■ **Work request**: Exactly the lines from the opening of the records through the line containing "target | beige dress" should be copied, with both included.

■ **Data excerpts**:

/---

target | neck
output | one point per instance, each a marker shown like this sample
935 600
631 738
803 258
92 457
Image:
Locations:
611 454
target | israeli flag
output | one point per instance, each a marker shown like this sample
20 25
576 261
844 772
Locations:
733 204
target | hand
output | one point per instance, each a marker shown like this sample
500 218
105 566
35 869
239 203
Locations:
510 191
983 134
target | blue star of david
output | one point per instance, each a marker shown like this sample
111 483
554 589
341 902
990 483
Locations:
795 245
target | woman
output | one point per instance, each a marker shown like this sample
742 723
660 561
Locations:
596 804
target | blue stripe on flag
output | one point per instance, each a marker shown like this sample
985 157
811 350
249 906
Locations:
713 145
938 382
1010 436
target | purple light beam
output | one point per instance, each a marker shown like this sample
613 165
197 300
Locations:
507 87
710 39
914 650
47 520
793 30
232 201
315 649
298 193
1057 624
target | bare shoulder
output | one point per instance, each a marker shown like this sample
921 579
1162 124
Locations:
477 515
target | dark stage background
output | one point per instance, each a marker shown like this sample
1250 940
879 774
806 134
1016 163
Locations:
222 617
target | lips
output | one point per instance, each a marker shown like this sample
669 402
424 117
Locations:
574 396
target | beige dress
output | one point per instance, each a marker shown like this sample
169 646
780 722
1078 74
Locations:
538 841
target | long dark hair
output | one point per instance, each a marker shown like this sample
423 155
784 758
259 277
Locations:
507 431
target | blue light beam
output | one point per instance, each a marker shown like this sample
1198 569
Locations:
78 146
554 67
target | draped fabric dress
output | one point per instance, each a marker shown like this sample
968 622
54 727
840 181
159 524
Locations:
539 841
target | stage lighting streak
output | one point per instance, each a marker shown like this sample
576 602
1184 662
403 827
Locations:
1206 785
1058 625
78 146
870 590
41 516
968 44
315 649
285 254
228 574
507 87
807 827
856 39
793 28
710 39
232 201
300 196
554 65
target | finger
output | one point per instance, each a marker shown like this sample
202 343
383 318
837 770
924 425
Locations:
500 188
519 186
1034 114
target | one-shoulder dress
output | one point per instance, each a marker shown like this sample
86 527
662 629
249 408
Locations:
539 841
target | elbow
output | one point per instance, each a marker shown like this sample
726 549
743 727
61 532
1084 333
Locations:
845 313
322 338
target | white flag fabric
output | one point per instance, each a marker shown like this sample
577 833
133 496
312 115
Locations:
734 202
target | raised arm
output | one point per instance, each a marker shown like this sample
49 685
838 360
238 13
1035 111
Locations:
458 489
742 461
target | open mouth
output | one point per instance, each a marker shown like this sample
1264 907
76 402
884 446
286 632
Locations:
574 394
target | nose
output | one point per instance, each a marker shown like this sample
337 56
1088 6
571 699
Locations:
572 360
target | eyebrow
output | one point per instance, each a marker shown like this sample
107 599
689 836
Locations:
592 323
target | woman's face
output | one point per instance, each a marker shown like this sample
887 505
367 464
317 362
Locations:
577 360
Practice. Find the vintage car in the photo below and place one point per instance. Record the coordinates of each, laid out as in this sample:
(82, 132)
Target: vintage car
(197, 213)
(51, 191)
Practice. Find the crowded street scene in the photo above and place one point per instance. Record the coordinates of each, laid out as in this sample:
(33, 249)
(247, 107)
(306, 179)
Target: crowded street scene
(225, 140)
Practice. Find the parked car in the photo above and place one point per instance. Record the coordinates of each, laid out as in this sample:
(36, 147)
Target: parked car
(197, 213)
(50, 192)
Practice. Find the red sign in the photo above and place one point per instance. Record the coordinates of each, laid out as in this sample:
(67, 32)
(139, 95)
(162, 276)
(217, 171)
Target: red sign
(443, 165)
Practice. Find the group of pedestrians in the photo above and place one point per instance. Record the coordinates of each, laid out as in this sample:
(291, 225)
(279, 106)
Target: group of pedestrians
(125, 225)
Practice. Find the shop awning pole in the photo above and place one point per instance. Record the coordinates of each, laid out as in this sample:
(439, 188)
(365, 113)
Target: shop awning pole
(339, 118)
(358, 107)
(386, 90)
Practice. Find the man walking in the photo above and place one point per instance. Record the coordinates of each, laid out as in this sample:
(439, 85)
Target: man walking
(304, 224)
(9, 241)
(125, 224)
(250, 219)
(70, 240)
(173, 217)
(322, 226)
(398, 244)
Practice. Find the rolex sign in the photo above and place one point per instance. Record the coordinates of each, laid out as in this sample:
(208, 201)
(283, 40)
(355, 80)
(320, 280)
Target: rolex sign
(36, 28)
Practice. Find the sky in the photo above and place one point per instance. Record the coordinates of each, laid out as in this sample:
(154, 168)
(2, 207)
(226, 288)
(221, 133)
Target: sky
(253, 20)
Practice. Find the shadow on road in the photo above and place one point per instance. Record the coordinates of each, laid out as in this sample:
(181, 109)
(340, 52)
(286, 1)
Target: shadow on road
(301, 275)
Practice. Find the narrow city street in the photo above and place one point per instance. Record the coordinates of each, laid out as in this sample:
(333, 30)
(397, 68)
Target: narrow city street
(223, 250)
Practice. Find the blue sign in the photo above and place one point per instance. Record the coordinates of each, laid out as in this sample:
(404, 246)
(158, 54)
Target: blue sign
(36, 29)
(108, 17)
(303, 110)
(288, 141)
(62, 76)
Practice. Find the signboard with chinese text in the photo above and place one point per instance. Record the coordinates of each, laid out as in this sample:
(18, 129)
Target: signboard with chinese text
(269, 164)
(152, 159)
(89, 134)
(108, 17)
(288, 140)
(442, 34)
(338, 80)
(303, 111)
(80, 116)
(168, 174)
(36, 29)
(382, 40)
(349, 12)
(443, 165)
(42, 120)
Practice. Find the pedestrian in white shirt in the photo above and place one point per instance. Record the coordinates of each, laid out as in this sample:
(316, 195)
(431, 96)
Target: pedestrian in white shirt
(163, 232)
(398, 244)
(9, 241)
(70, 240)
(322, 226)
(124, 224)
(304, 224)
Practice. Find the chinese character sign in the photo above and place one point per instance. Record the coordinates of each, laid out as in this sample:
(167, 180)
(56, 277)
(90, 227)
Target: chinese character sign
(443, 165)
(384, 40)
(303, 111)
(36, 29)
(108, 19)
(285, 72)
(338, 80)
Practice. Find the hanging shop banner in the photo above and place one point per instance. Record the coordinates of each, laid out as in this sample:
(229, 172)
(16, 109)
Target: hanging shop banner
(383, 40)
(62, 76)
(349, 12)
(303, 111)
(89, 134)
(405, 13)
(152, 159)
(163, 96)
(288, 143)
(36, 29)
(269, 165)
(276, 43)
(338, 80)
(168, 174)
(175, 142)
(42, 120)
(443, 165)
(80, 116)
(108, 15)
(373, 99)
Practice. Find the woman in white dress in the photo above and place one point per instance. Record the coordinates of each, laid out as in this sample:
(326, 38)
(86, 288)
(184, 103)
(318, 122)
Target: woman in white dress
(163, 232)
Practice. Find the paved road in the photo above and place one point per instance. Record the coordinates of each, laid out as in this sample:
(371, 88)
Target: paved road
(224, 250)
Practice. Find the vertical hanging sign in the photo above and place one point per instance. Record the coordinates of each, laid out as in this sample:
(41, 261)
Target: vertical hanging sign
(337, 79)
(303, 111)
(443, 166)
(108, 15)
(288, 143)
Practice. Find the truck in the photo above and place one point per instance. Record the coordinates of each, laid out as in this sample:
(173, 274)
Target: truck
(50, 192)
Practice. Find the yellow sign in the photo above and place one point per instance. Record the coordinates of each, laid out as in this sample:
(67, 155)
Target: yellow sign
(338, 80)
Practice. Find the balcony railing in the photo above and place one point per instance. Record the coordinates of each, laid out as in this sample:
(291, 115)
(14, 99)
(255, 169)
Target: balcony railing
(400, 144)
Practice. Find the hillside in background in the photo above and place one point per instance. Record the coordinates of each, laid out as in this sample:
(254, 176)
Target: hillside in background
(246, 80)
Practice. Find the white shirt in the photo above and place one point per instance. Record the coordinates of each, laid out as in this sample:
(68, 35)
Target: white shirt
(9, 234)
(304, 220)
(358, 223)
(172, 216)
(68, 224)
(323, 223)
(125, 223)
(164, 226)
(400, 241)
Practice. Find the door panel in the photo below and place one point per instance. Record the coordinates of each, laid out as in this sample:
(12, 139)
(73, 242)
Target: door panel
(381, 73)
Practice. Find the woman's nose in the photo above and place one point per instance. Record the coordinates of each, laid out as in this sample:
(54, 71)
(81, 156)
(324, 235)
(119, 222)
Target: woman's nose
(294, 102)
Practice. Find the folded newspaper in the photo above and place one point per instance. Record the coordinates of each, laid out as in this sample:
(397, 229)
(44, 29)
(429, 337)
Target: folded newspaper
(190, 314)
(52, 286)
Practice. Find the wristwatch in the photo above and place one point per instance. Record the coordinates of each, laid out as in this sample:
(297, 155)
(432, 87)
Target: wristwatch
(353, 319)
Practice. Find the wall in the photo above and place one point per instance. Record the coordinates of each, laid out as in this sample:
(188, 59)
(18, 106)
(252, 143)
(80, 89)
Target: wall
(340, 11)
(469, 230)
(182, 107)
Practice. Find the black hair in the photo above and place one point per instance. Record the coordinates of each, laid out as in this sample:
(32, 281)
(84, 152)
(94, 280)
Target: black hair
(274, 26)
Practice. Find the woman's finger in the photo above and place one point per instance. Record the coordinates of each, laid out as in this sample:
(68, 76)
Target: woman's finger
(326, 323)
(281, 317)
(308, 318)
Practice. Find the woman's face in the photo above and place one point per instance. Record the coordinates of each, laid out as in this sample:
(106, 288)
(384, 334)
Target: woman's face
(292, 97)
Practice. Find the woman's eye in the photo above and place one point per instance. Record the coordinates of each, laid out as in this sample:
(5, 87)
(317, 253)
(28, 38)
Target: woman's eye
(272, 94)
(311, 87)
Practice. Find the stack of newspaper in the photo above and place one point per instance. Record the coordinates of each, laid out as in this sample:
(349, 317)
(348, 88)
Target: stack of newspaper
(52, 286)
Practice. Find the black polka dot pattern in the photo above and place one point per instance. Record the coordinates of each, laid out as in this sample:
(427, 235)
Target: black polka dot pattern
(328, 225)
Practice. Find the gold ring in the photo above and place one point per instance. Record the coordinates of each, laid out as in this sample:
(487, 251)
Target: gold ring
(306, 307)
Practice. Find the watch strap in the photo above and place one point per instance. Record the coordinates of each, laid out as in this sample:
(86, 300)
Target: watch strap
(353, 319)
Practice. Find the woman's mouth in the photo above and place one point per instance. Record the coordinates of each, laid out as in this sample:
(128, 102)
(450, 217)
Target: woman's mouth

\---

■ **Your response**:
target | neck
output | one point per instance, each a marker shown like this sample
935 600
631 738
803 258
92 457
Image:
Locations:
611 454
target | israeli flag
output | one point per instance, each a marker shown like this sample
20 25
576 261
844 772
Locations:
733 204
target | hand
output | one point per instance, each a marker shown like this sample
500 218
105 566
35 869
239 203
Locations:
510 191
983 134
target | blue star of david
output | one point per instance, each a marker shown like this sample
111 483
554 589
341 902
990 483
Locations:
795 245
target | woman
output | one point per instance, each a marker shown like this sample
742 723
660 561
Locations:
596 804
target | blue stripe on flag
output | one point per instance, each a marker shown like this sample
985 157
811 350
249 906
Locations:
713 145
938 382
1010 436
target | purple light beam
output | one point per instance, each a marker shown like this sample
613 165
197 300
Locations:
507 87
710 39
914 650
47 520
793 30
232 201
315 649
298 193
1057 624
target | bare shoulder
output | one point per instance, each a marker shown like this sample
921 579
1162 124
Locations:
477 515
target | dark stage background
output | one point per instance, each a marker shown like this sample
1250 940
879 774
806 134
1016 163
Locations:
222 617
target | lips
output | one point per instance, each a marker shown like this sample
669 402
424 117
Locations:
574 396
target | beige dress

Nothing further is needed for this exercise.